What is being asked:
From the line with "Phrase: amber turn signal lamp" onward, reproduce each line of the entries exactly, ending at the last one, and add nothing.

Listed records:
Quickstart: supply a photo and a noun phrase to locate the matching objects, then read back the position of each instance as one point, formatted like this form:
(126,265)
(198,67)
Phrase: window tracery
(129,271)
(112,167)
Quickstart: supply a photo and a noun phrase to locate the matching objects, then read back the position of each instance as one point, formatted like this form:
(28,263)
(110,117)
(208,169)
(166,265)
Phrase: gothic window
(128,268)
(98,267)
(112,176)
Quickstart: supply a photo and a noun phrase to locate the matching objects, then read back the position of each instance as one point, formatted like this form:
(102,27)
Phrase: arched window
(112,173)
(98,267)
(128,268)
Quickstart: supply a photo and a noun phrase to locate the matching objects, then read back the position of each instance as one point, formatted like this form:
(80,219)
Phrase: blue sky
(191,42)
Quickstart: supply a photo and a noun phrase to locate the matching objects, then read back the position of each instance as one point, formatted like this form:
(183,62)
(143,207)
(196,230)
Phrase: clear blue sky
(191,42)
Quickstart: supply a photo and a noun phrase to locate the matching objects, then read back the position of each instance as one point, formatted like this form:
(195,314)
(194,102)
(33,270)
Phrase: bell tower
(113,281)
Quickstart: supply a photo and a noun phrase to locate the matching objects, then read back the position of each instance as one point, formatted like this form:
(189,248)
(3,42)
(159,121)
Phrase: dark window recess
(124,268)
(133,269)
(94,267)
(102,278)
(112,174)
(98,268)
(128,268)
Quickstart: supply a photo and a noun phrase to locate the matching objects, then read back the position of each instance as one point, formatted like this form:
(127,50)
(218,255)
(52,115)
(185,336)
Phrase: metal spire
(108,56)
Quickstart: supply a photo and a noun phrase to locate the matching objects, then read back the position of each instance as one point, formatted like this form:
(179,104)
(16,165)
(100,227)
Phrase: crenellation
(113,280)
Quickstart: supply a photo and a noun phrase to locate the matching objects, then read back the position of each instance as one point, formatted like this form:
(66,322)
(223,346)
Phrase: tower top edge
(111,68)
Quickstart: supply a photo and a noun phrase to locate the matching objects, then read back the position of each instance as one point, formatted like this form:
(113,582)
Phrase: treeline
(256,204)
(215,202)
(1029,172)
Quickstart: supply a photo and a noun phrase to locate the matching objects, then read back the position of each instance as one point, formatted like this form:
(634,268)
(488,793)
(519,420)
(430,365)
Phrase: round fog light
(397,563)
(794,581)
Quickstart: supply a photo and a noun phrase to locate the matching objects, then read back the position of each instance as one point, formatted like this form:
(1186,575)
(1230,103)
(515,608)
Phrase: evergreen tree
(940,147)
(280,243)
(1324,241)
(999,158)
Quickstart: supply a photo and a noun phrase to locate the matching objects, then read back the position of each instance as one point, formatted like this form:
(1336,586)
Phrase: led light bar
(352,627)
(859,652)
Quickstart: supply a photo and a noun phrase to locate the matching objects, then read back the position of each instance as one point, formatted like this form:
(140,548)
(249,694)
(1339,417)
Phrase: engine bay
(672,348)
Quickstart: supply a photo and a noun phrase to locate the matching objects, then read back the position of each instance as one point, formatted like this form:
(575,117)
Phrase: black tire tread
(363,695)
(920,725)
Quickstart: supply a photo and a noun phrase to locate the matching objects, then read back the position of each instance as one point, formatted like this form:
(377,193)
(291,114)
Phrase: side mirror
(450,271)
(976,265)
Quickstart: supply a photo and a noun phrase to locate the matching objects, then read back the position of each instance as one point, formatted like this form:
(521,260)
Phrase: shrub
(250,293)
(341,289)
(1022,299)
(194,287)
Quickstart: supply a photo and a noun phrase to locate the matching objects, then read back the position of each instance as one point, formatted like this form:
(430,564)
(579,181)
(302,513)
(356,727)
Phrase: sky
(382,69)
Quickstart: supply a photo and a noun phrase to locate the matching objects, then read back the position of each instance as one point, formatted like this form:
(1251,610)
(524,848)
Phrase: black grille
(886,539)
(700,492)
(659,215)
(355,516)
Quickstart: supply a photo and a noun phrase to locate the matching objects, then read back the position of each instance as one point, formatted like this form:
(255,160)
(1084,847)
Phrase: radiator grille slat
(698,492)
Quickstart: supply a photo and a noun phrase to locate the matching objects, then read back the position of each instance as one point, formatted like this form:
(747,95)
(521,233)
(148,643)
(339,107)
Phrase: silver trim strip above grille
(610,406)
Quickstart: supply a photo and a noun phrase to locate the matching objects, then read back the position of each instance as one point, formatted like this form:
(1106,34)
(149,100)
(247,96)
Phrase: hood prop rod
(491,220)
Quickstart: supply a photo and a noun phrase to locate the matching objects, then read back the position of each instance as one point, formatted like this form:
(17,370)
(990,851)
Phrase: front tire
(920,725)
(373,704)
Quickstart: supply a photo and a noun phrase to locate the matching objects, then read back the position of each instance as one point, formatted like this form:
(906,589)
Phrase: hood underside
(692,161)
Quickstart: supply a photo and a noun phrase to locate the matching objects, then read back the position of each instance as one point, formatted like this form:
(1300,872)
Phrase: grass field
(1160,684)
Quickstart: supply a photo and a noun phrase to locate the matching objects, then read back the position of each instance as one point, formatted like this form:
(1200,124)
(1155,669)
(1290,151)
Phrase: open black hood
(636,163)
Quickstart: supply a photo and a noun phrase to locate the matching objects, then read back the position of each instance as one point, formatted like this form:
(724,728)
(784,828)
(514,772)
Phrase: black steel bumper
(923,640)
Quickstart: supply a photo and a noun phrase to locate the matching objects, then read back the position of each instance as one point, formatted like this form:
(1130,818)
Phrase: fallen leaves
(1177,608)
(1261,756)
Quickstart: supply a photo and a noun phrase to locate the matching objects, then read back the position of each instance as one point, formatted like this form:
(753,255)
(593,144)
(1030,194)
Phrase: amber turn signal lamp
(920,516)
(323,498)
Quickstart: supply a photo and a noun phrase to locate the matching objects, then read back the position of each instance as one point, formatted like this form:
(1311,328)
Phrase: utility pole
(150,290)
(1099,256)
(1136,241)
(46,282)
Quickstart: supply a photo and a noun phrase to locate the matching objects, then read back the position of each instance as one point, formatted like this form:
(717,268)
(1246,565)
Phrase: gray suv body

Answer below:
Phrase: amber turn signal lamp
(920,516)
(323,498)
Quickstart: supply a photo and a noun phrase to locate the matching objects, then read back the position of each instance as one point, formatted like this form:
(1311,328)
Phrase: utility pole
(150,290)
(1099,256)
(1136,241)
(46,282)
Quickstart: supply a photo and a noun phrase to locate the matching objects, then read back the position of each instance as one point, formatted like this form:
(717,268)
(1246,565)
Phrase: gray suv body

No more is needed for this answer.